• **WHAT YOU WILL DO**
A - Output the portion of the tuberculosis interview that begins with the words containing "You're dealing with" and ends with "in the future.".
B - According to the tuberculosis interview, where is the quarantined man being held?
C - List every organization or institution named in the tuberculosis interview.

[EXCERPTED TEXT — start]

The federal government has quarantined someone for the first time in nearly 50 years after a man with a drug-resistant form of tuberculosis — called XDR TB — traveled by airplane.
The man, who has not been identified, took two commercial flights to Europe and back to Canada, possibly exposing other passengers. Federal officials are now searching for those passengers and crew members so they can be tested. The man is being held in a Centers for Disease Control and Prevention facility in Atlanta.
Dr. Michael Osterholm, director of the Center for Infectious Disease Research and Policy at the University of Minnesota, talks with Day To Day's Madeleine Brand.
This man was advised not to travel and did. Why?
You're dealing with human behavior. We know that, dating back to the earliest of times, there are people who, for selfish reasons, for unclear purposes, will in fact do whatever they please. In this case, this is where public health has to battle the issue of individual rights and privacy with that of the greater health good. This was a collision that was bound to happen sometime and will happen more often in the future.
Shouldn't there be more stringent rules preventing them from doing whatever they please?

[EXCERPTED TEXT — finish]
[LISTED RECORDS — start]

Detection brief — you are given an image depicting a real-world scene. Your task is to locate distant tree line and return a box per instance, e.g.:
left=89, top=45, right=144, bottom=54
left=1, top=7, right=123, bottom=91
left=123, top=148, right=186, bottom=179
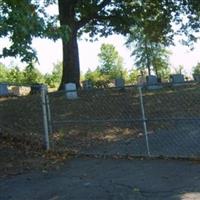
left=0, top=63, right=62, bottom=88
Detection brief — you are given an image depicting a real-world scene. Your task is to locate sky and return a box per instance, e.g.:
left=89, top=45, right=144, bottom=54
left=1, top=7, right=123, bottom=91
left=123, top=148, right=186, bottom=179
left=0, top=35, right=200, bottom=75
left=0, top=3, right=200, bottom=75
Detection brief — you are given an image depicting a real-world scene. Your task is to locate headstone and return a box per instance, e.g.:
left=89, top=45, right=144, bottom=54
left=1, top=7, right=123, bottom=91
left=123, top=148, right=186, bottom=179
left=65, top=83, right=78, bottom=99
left=82, top=80, right=93, bottom=90
left=146, top=75, right=158, bottom=85
left=11, top=86, right=31, bottom=96
left=193, top=74, right=200, bottom=82
left=115, top=78, right=124, bottom=89
left=170, top=74, right=185, bottom=86
left=146, top=75, right=162, bottom=90
left=0, top=83, right=9, bottom=96
left=30, top=84, right=43, bottom=94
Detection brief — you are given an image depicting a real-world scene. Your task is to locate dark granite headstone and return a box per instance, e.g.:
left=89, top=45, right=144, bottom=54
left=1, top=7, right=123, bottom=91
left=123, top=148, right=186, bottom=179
left=0, top=83, right=9, bottom=96
left=170, top=74, right=185, bottom=86
left=115, top=78, right=124, bottom=89
left=82, top=80, right=93, bottom=90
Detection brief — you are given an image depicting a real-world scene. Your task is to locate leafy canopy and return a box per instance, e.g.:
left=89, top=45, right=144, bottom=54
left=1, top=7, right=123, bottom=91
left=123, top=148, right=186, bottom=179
left=0, top=0, right=200, bottom=66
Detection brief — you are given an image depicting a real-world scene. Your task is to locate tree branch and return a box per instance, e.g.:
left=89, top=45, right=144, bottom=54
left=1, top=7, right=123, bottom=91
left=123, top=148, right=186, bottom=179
left=77, top=0, right=111, bottom=29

[LISTED RECORDS — finish]

• **LIST OF SOLUTIONS**
A -
You're dealing with human behavior. We know that, dating back to the earliest of times, there are people who, for selfish reasons, for unclear purposes, will in fact do whatever they please. In this case, this is where public health has to battle the issue of individual rights and privacy with that of the greater health good. This was a collision that was bound to happen sometime and will happen more often in the future.

B - He is being held in a Centers for Disease Control and Prevention facility in Atlanta.

C -
Centers for Disease Control and Prevention
Center for Infectious Disease Research and Policy
University of Minnesota